** Data for review follows **

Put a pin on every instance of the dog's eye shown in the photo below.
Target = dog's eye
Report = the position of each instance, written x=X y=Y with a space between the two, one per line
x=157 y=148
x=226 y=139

** End of Data for review **

_Work to complete_
Each line, starting with the one containing "Report = the" and ending with the last line of the records above, should be reproduced exactly.

_Output_
Report = the position of each instance, written x=X y=Y with a space between the two, one per line
x=157 y=148
x=226 y=139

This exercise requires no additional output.